Start DOCUMENT SECTION
Fireball Jungle is a 1968 melodrama directed by Joseph P. Mawra and starring John Russell and Lon Chaney, Jr. The film featured the hit single, "Love (Can Make You Happy)" by Mercy and was filmed in and around Tampa, Florida.

Plot
Gangster Nero Sagittarius hires stock car driver Cateye Meares, leader of a band of sadistic thugs, to help him gain control of several automobile racetracks. Steve Cullen, whose brother was killed in an accident caused by Cateye, races under an alias while attempting to implicate the murderer. Infuriated by Steve's skill, Cateye assaults him. After Sammy, a junkyard owner forced to fence stolen cars for Nero's syndicate, is burned alive, Steve fights Cateye in his hideout. Although badly beaten, Steve attempts to expose Cateye. During the big race, Cateye is killed in a spectacular crash while being chased by the police.
End DOCUMENT SECTION
→ **GIVEN EXERCISE 1**: Where was the 1968 melodrama Fireball Jungle filmed?
Start MATERIAL SHOWN
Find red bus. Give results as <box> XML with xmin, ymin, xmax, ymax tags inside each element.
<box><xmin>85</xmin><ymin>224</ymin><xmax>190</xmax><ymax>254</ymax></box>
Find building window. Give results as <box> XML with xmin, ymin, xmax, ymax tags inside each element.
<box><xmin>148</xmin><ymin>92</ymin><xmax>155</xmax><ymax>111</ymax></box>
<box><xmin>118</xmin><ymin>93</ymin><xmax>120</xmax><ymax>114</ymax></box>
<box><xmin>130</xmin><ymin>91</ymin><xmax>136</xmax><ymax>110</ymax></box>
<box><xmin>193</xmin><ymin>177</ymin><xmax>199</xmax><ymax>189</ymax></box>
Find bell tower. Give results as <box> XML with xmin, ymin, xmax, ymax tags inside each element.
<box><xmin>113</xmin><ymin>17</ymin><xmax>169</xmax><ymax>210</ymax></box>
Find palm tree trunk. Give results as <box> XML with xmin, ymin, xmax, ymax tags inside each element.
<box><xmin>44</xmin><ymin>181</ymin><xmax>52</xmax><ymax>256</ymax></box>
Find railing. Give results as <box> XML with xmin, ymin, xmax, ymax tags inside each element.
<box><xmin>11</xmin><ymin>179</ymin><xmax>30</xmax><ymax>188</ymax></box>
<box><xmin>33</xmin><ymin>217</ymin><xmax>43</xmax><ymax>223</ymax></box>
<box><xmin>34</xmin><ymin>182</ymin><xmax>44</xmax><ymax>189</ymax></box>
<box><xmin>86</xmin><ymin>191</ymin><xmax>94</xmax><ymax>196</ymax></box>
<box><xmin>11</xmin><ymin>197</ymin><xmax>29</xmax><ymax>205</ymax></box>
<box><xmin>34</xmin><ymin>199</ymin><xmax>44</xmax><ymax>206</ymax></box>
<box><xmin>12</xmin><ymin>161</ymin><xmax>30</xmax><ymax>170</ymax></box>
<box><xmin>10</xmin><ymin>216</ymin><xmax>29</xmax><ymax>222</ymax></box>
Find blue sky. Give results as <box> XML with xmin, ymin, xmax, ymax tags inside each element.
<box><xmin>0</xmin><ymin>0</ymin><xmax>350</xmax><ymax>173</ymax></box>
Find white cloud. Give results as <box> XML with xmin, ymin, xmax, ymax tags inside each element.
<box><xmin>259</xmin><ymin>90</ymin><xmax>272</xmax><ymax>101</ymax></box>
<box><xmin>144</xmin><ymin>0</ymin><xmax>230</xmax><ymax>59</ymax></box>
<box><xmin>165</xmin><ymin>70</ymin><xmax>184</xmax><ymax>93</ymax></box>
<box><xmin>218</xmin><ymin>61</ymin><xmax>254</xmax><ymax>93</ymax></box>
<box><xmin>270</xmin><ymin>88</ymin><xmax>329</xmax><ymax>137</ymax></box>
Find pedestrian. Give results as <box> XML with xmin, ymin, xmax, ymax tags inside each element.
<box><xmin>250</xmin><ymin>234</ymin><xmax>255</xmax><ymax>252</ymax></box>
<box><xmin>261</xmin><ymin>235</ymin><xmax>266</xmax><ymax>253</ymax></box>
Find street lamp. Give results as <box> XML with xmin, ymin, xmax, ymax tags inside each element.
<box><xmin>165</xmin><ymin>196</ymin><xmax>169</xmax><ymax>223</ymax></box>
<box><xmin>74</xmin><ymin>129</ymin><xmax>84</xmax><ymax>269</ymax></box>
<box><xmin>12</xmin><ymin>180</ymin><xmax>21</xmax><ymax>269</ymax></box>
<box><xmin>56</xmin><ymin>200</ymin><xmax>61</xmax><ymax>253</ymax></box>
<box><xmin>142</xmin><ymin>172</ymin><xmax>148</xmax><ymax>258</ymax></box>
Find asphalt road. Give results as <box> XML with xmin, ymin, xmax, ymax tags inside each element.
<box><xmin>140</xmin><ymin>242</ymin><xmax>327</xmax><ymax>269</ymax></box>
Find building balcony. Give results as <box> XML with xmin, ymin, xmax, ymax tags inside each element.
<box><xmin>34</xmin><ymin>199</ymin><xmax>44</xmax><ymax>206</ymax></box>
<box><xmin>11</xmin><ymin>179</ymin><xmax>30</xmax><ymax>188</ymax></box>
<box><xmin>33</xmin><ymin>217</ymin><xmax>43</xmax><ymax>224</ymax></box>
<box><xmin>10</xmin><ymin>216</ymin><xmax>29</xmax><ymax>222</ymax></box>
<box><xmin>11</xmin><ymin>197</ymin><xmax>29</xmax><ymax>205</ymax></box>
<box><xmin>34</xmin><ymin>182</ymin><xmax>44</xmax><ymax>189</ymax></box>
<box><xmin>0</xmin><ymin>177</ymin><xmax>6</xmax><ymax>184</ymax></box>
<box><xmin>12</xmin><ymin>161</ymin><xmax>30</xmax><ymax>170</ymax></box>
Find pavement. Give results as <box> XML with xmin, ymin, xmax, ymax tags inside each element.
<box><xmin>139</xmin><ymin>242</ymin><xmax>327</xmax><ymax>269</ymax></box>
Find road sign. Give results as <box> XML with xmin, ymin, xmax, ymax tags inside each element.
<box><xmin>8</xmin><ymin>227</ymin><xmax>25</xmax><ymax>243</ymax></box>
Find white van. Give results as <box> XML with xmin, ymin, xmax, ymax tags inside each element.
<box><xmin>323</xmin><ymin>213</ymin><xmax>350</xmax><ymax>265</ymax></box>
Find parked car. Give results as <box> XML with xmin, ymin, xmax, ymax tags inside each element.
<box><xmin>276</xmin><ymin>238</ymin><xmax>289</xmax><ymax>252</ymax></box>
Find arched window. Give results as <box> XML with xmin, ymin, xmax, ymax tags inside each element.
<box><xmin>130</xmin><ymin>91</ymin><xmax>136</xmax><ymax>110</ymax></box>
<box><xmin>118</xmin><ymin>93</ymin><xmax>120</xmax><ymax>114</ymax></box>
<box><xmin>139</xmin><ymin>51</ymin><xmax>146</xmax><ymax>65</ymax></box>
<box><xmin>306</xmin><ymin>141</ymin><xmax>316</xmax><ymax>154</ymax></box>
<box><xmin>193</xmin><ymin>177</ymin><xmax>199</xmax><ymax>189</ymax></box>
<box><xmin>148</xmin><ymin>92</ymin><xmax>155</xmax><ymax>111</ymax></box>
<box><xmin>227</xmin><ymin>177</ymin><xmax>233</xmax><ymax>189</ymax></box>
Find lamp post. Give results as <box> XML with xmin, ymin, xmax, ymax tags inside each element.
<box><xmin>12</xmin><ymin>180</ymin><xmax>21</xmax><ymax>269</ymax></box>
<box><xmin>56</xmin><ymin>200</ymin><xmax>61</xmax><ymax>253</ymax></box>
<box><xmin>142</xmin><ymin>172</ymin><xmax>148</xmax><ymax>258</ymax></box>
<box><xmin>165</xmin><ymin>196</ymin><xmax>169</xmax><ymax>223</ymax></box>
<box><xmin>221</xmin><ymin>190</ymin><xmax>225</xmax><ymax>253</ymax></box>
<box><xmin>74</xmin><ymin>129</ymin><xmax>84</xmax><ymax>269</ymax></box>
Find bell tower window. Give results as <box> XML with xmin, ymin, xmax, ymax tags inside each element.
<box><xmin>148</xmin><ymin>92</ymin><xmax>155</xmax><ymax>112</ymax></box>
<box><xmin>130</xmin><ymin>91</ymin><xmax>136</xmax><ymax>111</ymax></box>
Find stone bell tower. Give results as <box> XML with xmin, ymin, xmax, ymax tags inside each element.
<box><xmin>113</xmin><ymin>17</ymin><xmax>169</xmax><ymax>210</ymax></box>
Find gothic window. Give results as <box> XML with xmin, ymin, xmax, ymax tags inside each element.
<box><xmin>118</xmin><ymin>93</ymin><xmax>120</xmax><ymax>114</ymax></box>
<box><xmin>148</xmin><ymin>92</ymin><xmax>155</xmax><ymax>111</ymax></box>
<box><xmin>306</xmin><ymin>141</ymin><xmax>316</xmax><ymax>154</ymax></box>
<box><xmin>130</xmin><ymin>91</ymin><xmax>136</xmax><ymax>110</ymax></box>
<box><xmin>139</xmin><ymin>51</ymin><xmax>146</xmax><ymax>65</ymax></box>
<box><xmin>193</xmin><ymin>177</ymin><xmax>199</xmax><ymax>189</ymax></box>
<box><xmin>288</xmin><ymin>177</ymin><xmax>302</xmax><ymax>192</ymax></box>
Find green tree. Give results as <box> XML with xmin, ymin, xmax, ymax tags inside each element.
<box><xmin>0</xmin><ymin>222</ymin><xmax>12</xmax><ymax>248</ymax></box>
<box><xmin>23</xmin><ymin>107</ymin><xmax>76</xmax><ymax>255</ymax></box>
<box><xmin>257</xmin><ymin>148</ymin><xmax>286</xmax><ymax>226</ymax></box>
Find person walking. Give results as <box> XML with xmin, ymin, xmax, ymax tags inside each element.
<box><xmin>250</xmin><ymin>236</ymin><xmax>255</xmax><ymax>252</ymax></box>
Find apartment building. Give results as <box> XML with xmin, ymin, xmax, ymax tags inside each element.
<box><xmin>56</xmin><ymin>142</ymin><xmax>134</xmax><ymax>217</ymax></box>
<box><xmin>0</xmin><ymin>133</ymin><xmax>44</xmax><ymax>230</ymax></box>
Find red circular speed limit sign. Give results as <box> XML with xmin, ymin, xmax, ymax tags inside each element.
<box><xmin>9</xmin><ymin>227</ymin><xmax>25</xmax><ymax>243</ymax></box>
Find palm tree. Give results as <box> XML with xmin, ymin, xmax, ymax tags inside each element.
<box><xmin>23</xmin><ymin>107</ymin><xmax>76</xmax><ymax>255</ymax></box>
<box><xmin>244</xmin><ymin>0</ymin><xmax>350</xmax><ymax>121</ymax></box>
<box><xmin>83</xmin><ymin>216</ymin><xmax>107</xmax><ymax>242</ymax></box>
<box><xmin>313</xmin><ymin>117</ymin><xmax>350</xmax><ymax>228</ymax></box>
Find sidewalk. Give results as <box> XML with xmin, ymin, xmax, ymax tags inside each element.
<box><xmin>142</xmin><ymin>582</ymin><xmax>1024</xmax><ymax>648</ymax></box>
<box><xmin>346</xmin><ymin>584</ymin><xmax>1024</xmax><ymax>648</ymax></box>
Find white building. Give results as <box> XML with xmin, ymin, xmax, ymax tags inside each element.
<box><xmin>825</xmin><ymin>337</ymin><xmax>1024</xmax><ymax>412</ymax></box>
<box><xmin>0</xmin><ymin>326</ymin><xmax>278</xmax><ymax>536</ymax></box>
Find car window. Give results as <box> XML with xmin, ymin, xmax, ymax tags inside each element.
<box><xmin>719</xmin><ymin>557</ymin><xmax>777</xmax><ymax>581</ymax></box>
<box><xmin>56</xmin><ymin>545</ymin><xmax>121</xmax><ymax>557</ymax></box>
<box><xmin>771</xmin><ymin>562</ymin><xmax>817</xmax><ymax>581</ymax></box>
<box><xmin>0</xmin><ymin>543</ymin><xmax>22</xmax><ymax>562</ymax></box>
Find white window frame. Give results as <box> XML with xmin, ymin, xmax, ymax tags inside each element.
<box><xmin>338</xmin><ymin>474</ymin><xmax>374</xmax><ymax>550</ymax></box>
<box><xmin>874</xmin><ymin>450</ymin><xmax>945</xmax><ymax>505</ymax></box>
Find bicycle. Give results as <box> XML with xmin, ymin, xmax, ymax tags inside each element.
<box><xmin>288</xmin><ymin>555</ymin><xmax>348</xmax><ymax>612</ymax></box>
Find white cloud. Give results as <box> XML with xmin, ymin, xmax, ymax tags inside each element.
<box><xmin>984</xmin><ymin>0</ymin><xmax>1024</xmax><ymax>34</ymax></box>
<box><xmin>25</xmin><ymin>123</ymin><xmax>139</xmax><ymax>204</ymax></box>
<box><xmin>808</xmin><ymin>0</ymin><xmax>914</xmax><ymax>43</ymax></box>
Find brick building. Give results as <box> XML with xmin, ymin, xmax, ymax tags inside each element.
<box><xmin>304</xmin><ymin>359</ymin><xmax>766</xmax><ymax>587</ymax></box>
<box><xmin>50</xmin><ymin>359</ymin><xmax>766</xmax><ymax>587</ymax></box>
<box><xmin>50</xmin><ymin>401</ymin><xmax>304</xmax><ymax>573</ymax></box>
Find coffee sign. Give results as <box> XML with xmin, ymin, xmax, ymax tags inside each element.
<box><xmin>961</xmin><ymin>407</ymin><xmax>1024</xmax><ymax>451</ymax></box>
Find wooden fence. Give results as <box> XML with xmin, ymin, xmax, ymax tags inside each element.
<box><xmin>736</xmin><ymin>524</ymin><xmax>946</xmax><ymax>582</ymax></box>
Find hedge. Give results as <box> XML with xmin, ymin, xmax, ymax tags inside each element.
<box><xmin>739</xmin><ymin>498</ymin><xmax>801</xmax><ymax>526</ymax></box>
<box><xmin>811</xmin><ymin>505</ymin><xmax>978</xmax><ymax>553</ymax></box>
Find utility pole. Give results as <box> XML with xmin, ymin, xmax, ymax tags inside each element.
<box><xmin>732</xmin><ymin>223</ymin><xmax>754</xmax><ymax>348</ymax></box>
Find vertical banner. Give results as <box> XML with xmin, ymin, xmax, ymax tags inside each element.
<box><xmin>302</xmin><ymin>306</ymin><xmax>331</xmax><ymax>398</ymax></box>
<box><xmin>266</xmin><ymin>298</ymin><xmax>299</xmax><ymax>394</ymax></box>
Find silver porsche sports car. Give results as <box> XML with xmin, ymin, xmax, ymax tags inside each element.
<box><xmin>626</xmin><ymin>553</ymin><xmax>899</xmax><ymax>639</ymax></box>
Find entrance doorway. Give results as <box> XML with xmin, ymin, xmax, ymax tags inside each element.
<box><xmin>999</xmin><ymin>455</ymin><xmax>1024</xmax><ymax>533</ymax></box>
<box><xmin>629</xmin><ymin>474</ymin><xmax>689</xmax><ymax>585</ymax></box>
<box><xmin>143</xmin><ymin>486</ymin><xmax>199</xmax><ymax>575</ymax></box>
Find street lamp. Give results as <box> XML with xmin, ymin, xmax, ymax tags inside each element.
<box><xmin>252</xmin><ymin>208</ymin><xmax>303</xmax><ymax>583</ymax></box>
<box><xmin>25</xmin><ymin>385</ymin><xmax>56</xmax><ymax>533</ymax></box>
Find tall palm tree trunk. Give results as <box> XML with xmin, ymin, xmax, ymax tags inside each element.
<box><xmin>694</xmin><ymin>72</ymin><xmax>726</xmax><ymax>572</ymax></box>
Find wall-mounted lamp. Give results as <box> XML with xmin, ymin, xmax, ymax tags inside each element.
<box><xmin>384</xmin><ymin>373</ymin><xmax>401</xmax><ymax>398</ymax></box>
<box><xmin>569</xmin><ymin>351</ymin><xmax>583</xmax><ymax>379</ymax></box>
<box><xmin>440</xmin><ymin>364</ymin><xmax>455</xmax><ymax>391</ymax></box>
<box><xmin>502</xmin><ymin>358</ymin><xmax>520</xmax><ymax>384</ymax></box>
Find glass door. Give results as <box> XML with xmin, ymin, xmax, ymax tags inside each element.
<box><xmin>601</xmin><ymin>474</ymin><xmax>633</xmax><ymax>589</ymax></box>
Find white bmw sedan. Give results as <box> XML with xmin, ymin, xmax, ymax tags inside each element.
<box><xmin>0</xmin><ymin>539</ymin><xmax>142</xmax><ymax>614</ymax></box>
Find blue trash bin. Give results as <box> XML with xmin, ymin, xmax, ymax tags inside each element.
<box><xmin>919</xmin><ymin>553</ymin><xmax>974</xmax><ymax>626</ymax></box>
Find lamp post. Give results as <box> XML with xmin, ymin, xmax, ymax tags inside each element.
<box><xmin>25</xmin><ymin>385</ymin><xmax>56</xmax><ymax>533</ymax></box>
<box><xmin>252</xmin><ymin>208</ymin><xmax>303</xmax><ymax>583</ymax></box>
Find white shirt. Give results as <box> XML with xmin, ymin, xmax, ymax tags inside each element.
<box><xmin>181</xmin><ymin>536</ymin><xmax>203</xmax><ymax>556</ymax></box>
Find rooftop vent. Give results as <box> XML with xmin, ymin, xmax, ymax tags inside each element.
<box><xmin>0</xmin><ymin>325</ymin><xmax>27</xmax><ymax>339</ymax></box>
End MATERIAL SHOWN
→ **GIVEN EXERCISE 2**: Report every line in the records above that contains the string "building".

→ **EXERCISE ANSWER 1**: In and around Tampa, Florida.

→ **EXERCISE ANSWER 2**:
Find building window. Give results as <box> XML with xmin, ymin, xmax, ymax tags inside each element.
Find building balcony. Give results as <box> XML with xmin, ymin, xmax, ymax tags inside each element.
Find apartment building. Give results as <box> XML with xmin, ymin, xmax, ymax tags inside each element.
Find white building. Give results as <box> XML with xmin, ymin, xmax, ymax tags inside each element.
Find brick building. Give results as <box> XML with xmin, ymin, xmax, ymax tags inside each element.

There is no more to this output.